What you will do
Go through the records below and count every line containing "deer". Reply with the count alone.

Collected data
· · · · ·
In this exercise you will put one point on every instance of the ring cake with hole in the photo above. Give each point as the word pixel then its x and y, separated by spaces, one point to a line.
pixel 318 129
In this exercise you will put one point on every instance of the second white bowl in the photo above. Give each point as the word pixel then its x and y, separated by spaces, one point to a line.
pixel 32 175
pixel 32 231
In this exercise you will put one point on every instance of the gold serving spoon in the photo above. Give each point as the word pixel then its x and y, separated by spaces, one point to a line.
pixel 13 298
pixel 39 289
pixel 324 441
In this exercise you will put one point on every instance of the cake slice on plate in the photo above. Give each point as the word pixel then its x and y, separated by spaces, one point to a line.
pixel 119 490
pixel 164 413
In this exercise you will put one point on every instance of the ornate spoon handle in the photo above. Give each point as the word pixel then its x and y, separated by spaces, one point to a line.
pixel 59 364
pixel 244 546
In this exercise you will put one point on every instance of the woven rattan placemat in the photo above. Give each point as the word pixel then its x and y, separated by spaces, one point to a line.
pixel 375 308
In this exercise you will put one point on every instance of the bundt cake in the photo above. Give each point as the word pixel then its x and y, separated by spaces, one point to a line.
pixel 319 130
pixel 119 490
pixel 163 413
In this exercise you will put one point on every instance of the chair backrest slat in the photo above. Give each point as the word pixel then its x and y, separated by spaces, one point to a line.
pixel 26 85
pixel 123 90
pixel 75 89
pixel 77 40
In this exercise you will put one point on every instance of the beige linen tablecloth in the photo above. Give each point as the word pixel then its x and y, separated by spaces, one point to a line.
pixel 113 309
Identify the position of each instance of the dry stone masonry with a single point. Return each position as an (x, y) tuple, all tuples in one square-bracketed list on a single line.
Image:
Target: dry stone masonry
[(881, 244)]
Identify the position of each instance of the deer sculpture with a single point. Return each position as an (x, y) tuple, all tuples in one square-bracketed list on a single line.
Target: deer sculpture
· · · · ·
Solution for this task
2